Top of Entries shown

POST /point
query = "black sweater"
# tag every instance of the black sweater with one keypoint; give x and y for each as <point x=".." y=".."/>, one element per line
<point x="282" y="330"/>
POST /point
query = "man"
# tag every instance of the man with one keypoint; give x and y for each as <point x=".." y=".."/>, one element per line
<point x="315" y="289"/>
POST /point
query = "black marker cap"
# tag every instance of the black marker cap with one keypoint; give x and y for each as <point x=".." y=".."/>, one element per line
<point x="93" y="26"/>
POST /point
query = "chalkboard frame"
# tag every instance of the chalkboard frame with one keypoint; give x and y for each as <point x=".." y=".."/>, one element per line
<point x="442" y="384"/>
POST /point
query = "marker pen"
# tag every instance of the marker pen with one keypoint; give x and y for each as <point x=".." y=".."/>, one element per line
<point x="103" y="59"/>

Bottom of Entries shown

In the answer, every line above should be retyped exactly.

POST /point
query = "black sweater"
# tag every instance of the black sweater with one keypoint; give x and y for each as <point x=".." y=".."/>, one element per line
<point x="282" y="330"/>
POST /point
query = "man"
# tag every instance of the man with one keypoint; give x and y for each as <point x=".." y=".."/>, one element per line
<point x="315" y="289"/>
POST /point
query = "black marker cap"
# tag every instance of the black marker cap with one keypoint; give x and y for each as <point x=".." y=".."/>, one element per line
<point x="93" y="26"/>
POST /point
query = "chalkboard frame"
# tag every instance of the chalkboard frame with one keypoint; give x and y for each as <point x=".." y=".."/>, one element per line
<point x="442" y="384"/>
POST /point
query = "marker pen"
# tag every instance of the marker pen with one keypoint; give x and y for each as <point x=".." y=".."/>, one element per line
<point x="103" y="59"/>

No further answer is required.